(BRIEF) All that is needed is each line of the entries holding the word "form", copied as it stands.

Referring expression data
------------
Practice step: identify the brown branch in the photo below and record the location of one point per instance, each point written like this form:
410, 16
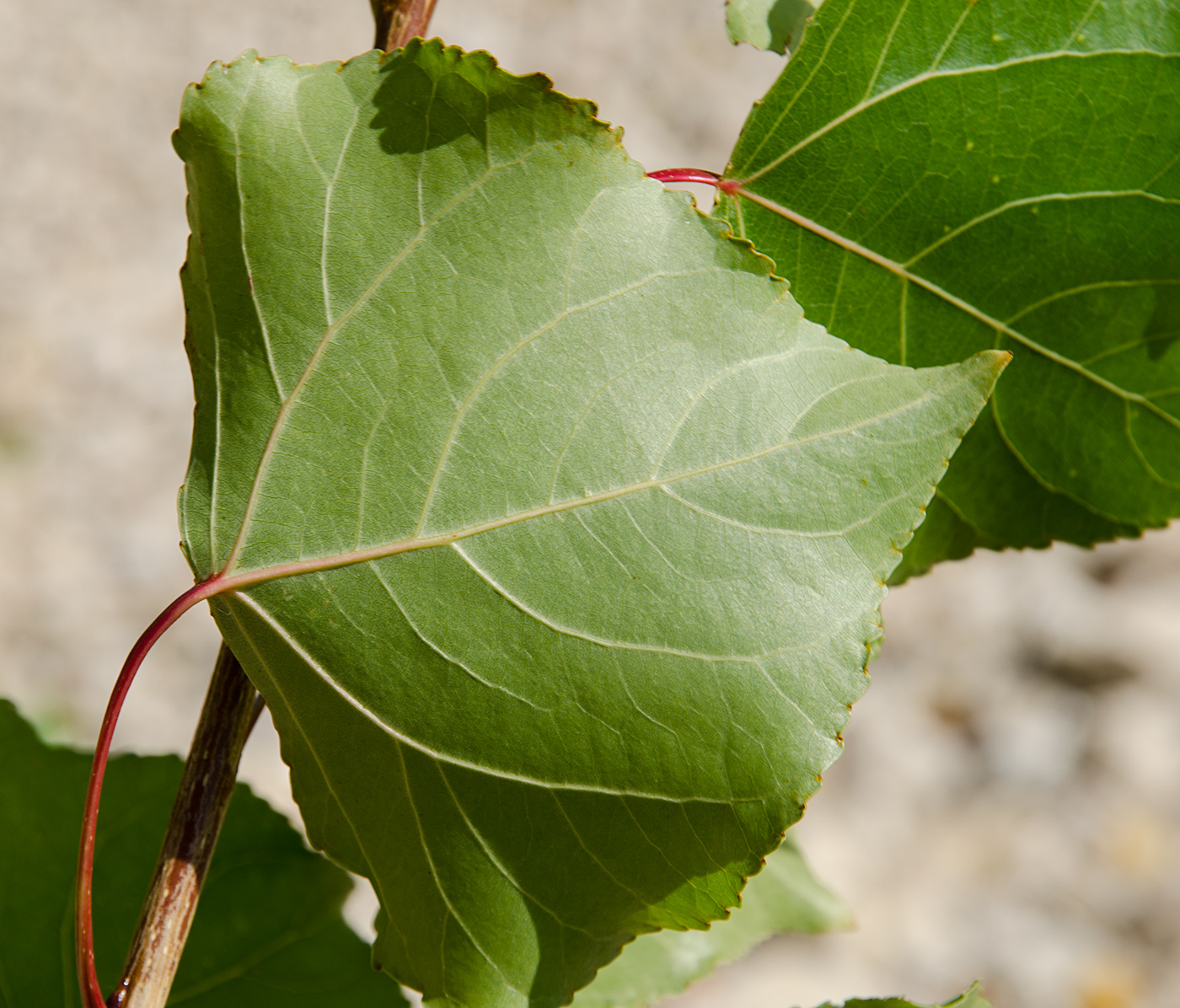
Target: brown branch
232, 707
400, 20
------------
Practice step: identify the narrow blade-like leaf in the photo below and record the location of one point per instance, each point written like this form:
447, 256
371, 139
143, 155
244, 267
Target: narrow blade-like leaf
------------
(SOLUTION FOR THIS EXERCISE)
Practice step: identify the brown branch in the photo below and record the location of one point per instance, each point written like this form:
Practice step: identify the narrow blade-like leaf in the photo below and record the location of one point per instance, each point written like this form:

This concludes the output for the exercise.